:: TÂCHE À RÉALISER ::
Les affirmations suivantes concordent-elles avec l'extrait sur Carlos Moreno ? Pour chacune, répondez par oui ou par non et citez mot pour mot le passage décisif de l'extrait. (a) Carlos Moreno enseigne à la Sorbonne. (b) Carlos Moreno a donné l'alerte dès la fin février. (c) Selon Carlos Moreno, notre modèle de vie urbaine est viable.

:: EXTRAIT ::
————

Carlos Moreno est directeur scientifique de la chaire dédiée à l'innovation territoriale à la Sorbonne. [© DR]

Professeur à la Sorbonne, Carlos Moreno est l'un des plus éminents penseurs de la ville intelligente et durable. Les travaux de ce chercheur franco-colombien inspirent des politiques dans le monde entier, dont la maire Anne Hidalgo à Paris. Mais alors qu'il a été l'un des premiers à lancer l'alerte dès la fin janvier sur la catastrophe qui se dessinait, Carlos Moreno anticipe pour CNEWS comment le coronavirus pourrait modifier nos modes de vie.

Quels effets le Covid-19 aura-t-il à long terme sur notre quotidien ?

Cette crise montre de manière évidente que notre modèle de vie urbaine, en France et dans le monde, n'est pas viable. On voit aujourd'hui la difficulté à gérer les transports de masse, les grands centres commerciaux, les villes centralisées, et toutes les conséquences sanitaires qui en découlent.

————

(Entrées du jeu de données)
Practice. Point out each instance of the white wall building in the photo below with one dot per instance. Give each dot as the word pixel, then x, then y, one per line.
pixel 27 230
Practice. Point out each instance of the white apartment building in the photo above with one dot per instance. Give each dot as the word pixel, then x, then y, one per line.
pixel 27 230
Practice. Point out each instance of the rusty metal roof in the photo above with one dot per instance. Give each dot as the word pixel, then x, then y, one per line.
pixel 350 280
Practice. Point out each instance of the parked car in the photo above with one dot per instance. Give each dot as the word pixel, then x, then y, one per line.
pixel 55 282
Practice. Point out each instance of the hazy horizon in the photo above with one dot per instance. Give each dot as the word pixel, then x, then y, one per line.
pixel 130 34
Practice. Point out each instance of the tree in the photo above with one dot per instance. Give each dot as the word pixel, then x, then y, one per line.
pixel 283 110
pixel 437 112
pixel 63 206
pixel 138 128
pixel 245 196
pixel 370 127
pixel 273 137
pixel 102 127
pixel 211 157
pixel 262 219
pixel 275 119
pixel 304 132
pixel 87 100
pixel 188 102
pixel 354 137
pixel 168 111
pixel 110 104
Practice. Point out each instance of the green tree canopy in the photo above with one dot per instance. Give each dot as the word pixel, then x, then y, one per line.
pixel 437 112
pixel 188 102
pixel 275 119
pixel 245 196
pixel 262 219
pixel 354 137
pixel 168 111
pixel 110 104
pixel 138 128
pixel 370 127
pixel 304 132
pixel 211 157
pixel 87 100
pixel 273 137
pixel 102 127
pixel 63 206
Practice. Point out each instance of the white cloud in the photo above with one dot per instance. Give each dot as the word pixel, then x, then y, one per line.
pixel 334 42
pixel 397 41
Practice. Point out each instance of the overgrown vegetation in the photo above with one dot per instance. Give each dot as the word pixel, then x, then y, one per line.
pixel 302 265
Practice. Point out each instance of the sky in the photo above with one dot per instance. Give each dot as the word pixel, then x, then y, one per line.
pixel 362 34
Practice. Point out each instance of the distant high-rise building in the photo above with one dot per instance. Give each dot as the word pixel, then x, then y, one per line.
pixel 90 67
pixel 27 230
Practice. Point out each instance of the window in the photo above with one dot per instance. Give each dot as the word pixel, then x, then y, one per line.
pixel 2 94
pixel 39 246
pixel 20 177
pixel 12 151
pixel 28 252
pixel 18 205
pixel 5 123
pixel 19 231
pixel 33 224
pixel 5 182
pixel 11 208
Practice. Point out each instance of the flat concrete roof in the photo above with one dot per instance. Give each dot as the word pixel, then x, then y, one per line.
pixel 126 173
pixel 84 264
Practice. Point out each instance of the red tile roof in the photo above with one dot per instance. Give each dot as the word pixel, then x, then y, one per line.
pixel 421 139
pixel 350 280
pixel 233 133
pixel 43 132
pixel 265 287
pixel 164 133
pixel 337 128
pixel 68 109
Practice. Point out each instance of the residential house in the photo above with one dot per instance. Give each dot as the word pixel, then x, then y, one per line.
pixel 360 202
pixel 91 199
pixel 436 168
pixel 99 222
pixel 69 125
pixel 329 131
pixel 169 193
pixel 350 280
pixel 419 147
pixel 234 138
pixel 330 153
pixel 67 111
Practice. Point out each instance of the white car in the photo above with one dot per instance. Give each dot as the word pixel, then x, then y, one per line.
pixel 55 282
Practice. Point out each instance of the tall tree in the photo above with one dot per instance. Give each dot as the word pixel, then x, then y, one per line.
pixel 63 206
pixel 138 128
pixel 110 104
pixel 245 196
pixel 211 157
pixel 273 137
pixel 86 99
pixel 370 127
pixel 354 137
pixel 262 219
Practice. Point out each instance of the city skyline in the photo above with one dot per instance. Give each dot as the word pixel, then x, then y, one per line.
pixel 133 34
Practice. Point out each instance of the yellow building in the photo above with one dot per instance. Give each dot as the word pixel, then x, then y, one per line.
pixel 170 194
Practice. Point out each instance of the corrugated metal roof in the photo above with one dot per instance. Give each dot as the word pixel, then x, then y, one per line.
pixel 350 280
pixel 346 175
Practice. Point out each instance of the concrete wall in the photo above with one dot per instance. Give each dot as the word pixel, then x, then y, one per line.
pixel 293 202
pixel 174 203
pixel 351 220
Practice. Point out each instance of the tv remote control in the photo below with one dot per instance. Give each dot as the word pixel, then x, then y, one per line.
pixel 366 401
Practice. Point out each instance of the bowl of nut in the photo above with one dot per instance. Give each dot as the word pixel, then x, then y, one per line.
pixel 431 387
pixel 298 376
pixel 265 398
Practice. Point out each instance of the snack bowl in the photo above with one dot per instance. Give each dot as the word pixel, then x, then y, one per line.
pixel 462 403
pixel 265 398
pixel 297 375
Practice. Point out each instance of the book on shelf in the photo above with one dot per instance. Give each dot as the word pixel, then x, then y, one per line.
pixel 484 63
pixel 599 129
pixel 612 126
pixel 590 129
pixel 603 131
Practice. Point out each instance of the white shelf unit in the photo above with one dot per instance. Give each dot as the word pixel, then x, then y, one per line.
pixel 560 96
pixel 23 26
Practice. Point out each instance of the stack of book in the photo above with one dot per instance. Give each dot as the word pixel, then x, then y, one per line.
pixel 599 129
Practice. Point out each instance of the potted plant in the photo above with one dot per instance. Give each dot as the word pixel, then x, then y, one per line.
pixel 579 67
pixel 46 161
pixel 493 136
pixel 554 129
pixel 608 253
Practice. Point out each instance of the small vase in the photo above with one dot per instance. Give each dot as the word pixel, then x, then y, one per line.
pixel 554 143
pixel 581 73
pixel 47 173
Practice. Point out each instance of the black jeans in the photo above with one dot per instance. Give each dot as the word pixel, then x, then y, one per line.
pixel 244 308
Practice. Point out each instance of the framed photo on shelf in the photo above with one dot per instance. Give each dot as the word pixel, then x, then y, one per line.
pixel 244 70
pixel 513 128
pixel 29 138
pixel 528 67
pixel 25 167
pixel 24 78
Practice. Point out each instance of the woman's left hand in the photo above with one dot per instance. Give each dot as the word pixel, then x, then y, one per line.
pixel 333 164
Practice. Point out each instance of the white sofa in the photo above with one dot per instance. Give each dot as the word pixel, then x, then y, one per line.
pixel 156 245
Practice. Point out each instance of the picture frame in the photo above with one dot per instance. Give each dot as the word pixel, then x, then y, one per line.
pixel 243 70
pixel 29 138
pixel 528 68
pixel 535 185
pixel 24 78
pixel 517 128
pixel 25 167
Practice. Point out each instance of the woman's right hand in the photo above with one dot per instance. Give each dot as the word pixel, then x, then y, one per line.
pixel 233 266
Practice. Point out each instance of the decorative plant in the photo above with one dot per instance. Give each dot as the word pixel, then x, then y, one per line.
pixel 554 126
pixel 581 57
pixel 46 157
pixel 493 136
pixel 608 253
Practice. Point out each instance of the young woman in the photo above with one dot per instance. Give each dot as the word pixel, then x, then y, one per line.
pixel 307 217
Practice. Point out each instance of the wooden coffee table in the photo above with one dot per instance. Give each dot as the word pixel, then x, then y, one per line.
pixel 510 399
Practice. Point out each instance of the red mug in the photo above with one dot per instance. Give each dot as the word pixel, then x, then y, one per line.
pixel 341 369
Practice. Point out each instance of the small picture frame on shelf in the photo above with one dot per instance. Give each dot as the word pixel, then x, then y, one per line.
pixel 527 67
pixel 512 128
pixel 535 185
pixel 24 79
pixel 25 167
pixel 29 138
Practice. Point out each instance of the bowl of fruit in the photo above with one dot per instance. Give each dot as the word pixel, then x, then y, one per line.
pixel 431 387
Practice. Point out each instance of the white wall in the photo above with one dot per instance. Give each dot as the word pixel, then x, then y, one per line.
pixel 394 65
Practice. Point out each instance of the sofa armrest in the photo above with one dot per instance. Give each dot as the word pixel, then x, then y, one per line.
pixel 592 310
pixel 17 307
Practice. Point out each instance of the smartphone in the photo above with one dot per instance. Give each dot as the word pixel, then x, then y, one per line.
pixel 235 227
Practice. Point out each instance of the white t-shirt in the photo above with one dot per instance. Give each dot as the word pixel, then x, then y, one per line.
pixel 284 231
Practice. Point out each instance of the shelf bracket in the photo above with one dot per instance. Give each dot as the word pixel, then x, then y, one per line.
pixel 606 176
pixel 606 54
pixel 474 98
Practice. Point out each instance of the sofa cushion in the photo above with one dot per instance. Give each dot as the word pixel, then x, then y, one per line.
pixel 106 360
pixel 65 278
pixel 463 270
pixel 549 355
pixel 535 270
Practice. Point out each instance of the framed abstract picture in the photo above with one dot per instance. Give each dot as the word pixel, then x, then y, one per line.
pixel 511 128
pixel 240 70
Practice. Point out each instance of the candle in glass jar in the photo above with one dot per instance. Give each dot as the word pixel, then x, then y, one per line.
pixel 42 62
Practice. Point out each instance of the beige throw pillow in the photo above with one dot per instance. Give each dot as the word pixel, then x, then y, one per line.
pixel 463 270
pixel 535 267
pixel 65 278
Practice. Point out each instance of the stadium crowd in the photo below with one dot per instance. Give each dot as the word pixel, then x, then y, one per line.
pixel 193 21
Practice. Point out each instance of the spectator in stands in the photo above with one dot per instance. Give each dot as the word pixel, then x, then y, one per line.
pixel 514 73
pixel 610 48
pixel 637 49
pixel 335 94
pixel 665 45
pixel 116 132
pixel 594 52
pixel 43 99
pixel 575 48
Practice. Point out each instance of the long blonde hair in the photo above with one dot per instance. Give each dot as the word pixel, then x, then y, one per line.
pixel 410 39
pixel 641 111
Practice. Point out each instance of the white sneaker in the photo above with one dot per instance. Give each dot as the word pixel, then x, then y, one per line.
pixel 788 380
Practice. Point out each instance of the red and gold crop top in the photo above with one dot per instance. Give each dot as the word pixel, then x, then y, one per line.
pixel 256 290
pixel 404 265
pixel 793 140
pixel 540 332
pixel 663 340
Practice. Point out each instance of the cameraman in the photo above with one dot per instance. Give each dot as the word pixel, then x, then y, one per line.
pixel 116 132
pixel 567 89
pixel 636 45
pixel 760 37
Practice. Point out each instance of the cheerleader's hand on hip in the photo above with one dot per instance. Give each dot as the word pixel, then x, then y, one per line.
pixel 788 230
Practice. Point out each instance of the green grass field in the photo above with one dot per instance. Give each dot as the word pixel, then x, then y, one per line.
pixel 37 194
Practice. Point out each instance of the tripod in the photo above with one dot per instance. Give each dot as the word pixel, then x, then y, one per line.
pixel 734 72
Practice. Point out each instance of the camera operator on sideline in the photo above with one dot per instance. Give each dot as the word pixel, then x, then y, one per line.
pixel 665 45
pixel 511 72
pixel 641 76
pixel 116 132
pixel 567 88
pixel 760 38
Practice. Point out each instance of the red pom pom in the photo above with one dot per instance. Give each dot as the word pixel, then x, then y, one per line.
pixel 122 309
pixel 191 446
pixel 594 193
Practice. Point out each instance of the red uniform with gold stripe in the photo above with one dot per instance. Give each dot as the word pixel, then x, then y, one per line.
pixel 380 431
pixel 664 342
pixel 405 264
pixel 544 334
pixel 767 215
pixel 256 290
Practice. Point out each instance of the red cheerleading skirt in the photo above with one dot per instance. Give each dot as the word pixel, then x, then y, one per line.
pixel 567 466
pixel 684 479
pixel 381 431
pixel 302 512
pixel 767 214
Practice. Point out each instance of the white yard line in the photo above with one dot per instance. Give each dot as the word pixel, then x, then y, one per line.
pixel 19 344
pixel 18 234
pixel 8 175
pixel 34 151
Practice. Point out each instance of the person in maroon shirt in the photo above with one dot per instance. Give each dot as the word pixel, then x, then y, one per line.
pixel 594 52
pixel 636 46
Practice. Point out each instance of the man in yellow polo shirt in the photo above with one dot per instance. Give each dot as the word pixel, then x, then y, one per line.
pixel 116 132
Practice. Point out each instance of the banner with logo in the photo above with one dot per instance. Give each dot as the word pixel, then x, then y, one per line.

————

:: RÉSULTAT OBTENU ::
(a) Oui : « Professeur à la Sorbonne ».
(b) Non : « l'un des premiers à lancer l'alerte dès la fin janvier ».
(c) Non : « notre modèle de vie urbaine, en France et dans le monde, n'est pas viable ».